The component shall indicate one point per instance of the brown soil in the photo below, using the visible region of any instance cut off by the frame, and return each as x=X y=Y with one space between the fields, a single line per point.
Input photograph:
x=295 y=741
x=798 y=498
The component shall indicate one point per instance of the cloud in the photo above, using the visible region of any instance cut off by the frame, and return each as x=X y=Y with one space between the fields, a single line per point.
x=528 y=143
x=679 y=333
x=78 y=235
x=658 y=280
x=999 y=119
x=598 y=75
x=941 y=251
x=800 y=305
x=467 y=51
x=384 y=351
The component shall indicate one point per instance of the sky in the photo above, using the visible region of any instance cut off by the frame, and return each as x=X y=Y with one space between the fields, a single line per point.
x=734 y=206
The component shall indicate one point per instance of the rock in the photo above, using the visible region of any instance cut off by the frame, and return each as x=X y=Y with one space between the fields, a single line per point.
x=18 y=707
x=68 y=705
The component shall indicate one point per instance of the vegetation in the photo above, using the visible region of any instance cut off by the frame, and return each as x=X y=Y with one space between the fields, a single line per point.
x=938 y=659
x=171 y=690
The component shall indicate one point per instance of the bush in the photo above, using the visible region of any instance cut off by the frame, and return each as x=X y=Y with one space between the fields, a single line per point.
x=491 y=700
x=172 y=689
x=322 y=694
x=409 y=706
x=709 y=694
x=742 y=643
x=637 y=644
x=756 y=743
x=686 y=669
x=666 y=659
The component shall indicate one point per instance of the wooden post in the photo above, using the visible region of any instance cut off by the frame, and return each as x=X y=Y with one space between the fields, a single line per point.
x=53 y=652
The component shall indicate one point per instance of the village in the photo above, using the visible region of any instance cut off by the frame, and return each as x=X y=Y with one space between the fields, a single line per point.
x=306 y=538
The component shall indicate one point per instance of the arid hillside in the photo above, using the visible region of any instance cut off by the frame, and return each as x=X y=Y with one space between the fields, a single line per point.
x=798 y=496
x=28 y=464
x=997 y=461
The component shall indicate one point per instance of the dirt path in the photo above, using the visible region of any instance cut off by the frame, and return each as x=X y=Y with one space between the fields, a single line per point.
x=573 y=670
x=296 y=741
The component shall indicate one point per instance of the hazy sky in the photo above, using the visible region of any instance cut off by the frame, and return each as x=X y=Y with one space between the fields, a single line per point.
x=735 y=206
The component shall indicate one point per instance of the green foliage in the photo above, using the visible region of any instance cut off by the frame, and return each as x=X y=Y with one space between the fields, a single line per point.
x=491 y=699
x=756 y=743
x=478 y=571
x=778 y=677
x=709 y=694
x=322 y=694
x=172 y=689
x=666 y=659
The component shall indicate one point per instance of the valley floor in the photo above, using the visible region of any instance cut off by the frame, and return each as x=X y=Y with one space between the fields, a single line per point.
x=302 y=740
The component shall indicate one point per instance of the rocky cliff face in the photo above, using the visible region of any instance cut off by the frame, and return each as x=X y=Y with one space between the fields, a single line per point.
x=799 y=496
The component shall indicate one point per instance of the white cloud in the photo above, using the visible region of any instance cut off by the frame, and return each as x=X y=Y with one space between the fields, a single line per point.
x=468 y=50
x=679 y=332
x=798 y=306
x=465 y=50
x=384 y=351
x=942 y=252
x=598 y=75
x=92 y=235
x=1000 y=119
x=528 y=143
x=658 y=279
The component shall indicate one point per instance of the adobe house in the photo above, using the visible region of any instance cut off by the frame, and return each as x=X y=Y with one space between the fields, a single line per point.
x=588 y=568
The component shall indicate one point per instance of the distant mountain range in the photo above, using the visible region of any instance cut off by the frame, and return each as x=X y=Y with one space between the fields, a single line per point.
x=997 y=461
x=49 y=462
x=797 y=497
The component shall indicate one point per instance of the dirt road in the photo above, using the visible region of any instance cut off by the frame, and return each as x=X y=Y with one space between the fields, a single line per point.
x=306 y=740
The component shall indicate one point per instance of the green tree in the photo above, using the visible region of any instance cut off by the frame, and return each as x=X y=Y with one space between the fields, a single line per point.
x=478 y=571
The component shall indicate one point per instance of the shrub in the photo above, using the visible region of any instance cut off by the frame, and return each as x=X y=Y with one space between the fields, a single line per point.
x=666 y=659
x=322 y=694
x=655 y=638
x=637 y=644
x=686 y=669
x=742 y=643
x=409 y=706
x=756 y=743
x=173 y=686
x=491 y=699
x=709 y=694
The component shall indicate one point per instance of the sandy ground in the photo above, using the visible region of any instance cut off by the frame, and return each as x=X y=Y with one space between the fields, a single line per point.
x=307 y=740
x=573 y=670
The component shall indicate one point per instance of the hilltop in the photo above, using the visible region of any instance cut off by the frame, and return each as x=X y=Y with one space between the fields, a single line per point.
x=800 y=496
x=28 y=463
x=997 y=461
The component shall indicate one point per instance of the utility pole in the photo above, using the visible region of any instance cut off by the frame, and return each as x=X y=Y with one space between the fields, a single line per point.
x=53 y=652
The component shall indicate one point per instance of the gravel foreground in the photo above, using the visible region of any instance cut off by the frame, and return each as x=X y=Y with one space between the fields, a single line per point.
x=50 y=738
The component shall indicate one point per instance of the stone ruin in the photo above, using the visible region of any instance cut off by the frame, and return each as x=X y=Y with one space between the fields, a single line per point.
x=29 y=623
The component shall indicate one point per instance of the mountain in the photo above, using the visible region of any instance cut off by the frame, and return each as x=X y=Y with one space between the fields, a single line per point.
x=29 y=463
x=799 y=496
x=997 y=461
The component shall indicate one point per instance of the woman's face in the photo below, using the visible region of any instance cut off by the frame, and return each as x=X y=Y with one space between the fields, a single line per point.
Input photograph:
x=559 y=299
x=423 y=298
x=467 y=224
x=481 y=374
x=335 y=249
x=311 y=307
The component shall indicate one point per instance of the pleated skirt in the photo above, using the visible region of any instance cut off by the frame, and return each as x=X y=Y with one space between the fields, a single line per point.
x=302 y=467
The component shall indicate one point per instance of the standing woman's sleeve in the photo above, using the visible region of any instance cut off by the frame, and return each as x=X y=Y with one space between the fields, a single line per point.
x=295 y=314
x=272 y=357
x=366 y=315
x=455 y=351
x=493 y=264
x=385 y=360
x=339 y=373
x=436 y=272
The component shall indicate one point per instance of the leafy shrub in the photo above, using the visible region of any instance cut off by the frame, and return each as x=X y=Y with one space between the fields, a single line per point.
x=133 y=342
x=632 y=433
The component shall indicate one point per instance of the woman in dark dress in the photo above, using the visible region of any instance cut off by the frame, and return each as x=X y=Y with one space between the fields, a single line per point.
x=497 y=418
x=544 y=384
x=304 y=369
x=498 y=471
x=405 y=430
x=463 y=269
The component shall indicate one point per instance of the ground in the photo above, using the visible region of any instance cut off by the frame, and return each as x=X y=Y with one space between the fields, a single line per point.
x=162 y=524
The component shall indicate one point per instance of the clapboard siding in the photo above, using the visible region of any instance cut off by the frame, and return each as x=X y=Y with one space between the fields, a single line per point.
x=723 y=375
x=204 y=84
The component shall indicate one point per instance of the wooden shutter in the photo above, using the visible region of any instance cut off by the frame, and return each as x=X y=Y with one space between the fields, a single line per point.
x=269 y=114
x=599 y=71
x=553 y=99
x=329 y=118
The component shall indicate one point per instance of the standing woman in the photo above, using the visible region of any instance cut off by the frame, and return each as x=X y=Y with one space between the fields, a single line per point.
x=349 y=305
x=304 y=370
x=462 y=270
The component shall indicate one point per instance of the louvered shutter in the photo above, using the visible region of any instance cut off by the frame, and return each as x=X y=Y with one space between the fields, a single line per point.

# GOAL
Repeat the lines above with each "component" swapped for "system" and no other change.

# SOLUTION
The system shall indicate one point per instance of the brown soil in the photo below, using the visible region of any instance cut off by the frame, and return each as x=X y=Y with one space between the fields, a single line per point.
Input photograph:
x=295 y=741
x=798 y=498
The system shall indicate one point per instance of the cloud in the photo above, using the visible region of any instance cut off by the frame, and return each as x=X y=Y with one space between the fields, a single line per point.
x=528 y=143
x=679 y=333
x=78 y=235
x=658 y=280
x=999 y=119
x=598 y=75
x=941 y=251
x=800 y=305
x=467 y=51
x=384 y=351
The system shall indicate one point per instance of the sky in the photo above, using the visible region of any instance cut off by the frame, and return each as x=X y=Y with one space between the fields, a single line per point.
x=734 y=206
The system shall indicate one point per instance of the rock in the photo above, using the visible region of any instance cut off by the frame, and return each as x=X y=Y with one space between the fields, a single line per point.
x=18 y=707
x=68 y=705
The system shall indicate one point per instance of the vegetation in the photo above, using the visible region of any instance cut off by the frame, and return each as x=X y=Y with one space between the fields, a single line per point.
x=938 y=659
x=171 y=690
The system shall indicate one point per instance of the bush in the photo above, using the visible region of any instance cut off by the frame, and return each as x=X y=Y with one space between the fields, a single line per point.
x=491 y=700
x=172 y=689
x=322 y=694
x=409 y=706
x=709 y=694
x=742 y=643
x=637 y=644
x=756 y=743
x=686 y=669
x=666 y=659
The system shall indicate one point per instance of the wooden post in the photo above, using the visible region of any instance cut off by the frame, and return each as x=X y=Y with one space between the fields, a single line per point.
x=53 y=652
The system shall indicate one point per instance of the village in the photo above, using the visible region of any instance cut off by the frame, and return each as x=X y=Y with one space between the fields, a single line per point.
x=306 y=538
The system shall indicate one point per instance of the arid hillside in the photo above, using the visible region of any instance cut off by the frame, and return each as x=X y=Y with one space between the fields, a single line per point.
x=798 y=496
x=28 y=464
x=997 y=461
The system shall indicate one point per instance of the dirt path in the photo above, using the visible region of any instance cut off by the frame, and return each as x=X y=Y with one space between the fields, a single line per point.
x=573 y=670
x=296 y=741
The system shall indicate one point per instance of the hazy sky in the photo above, using the visible region of any instance cut off by the frame, and return each as x=X y=Y with one space between the fields, a single line per point.
x=735 y=206
The system shall indicate one point per instance of the green foliage in the photo above, using the visible region of any instance cut off by the frame, and return each as x=X y=Y with one space between the fields, a single line per point.
x=491 y=699
x=756 y=743
x=478 y=571
x=778 y=677
x=709 y=694
x=322 y=694
x=172 y=689
x=666 y=659
The system shall indicate one point per instance of the valley floor in the photo above, using the visible region of any instance cut off by the frame, and return each as x=X y=Y with one space between the fields, a single line per point.
x=302 y=740
The system shall indicate one point per instance of the rocky cliff face in the photo above, using the visible region of any instance cut off by the frame, and return each as x=X y=Y with one space between the fields, a single line per point.
x=799 y=496
The system shall indicate one point per instance of the white cloud in the photo above, using the visible region of any instance cut off by the frame, and return each as x=X y=Y with one space between the fields, a single line per point.
x=468 y=50
x=679 y=332
x=798 y=306
x=465 y=50
x=384 y=351
x=942 y=252
x=598 y=75
x=92 y=235
x=1000 y=119
x=528 y=143
x=658 y=279
The system shall indicate one point per instance of the adobe house in the photo above, using the visible region of any instance cut off by the frame, and return each as x=X y=Y with one space between the fields, a single line per point.
x=588 y=568
The system shall indicate one point per instance of the distant mountain range in the photo above, using the visible region of any instance cut off by the frame, and return each as x=X y=Y with one space between the fields, a single line per point.
x=997 y=461
x=49 y=462
x=797 y=497
The system shall indicate one point per instance of the dirt road in the photo above, using the visible region of any instance cut off by the frame, and return each as x=X y=Y with one space between the fields, a single line per point.
x=306 y=740
The system shall indicate one point per instance of the green tree in the photo above, using the visible region of any instance cut off by the frame, and return each as x=X y=Y with one space between the fields, a single line per point.
x=478 y=571
The system shall indicate one point per instance of the shrub in the photo above, using the visible region of any instance cut off by the frame, and return each as x=X y=Y with one space between the fields, a single line per point.
x=666 y=659
x=322 y=694
x=655 y=638
x=637 y=644
x=686 y=669
x=742 y=643
x=409 y=706
x=756 y=743
x=173 y=686
x=491 y=699
x=709 y=694
The system shall indicate one point per instance of the sandy ground in the photo above, using the visible region of any instance cut off by the frame, and return each as x=X y=Y with one space between the fields, a single line per point.
x=307 y=740
x=573 y=670
The system shall indicate one point per instance of the hilltop in the photo above, using the visible region of any instance cut off by the frame, and return each as x=X y=Y with one space between the fields, a single line per point.
x=800 y=496
x=28 y=463
x=997 y=461
The system shall indicate one point per instance of the utility pole in the photo above, using the visible region of any instance cut off by the frame, and return each as x=X y=Y with one space between the fields, a single line per point.
x=53 y=652
The system shall indicate one point per instance of the gravel foreground in the photo above, using the visible region of any instance cut off by the frame, and return each as x=X y=Y with one space between the fields, a single line per point.
x=50 y=738
The system shall indicate one point per instance of the stone ruin in the photo above, using the visible region of any instance cut off by the frame, and return each as x=X y=Y with one space between the fields, a single line per point.
x=29 y=623
The system shall indicate one point per instance of the mountain in the photo above, using the visible region of any instance cut off by the frame, and return each as x=X y=Y with one space between the fields, a single line per point.
x=29 y=463
x=799 y=496
x=997 y=461
The system shall indicate one point per instance of the woman's face in the photo below, using the visible region of any instance cut off by the frame, and return each as x=X y=Y with one space between the fields, a single line per point.
Input photograph:
x=559 y=299
x=423 y=298
x=467 y=224
x=481 y=374
x=335 y=249
x=311 y=307
The system shall indicate one point per instance of the pleated skirt in the photo above, using the visible region of any instance cut off by the frame, and return each as x=X y=Y with one space between the fields, a single line per point.
x=302 y=467
The system shall indicate one point per instance of the standing woman's sleeve in the photo above, using the visible region of any instance cut off by the frame, and return each as x=X y=Y with one space between the fields, a single line per point.
x=295 y=314
x=272 y=357
x=366 y=315
x=455 y=351
x=493 y=264
x=385 y=360
x=339 y=373
x=436 y=272
The system shall indicate one point per instance of the leafy shrub in the photo above, using the visible region of any instance cut off by the frame, and return each as x=X y=Y with one space between the fields, a single line per point.
x=133 y=342
x=632 y=433
The system shall indicate one point per instance of the woman in dark dress in the photo above, using the visible region of any instance cut off by the frame, and return each as x=X y=Y with one space between the fields, a single line per point.
x=497 y=418
x=544 y=384
x=304 y=369
x=498 y=471
x=405 y=430
x=463 y=269
The system shall indicate one point per instance of the ground in the photo above, using the visible region of any instance cut off by the frame, and return each as x=X y=Y with one space between the fields, a single line per point.
x=162 y=524
The system shall indicate one point per instance of the clapboard siding in the photo above, using the visible region of any instance cut off by the frame, and return each as x=X y=Y with one space between the fields, a single line per point.
x=723 y=375
x=204 y=84
The system shall indicate one point per instance of the wooden shutter in the photo above, using the visible region of any instance cut off by the frame, and return each as x=X y=Y with one space between the fields, a single line per point.
x=269 y=114
x=599 y=71
x=553 y=99
x=329 y=118
The system shall indicate one point per instance of the standing woman in the photo above, using the visible region of any instance cut off by the frame, and return each as x=X y=Y with one space between the fields, a single line per point.
x=349 y=305
x=304 y=370
x=462 y=270
The system shall indicate one point per instance of the louvered shutter in the photo above, using the visible region of any instance cut off by the frame, and return each as x=X y=Y with one space between the fields, a single line per point.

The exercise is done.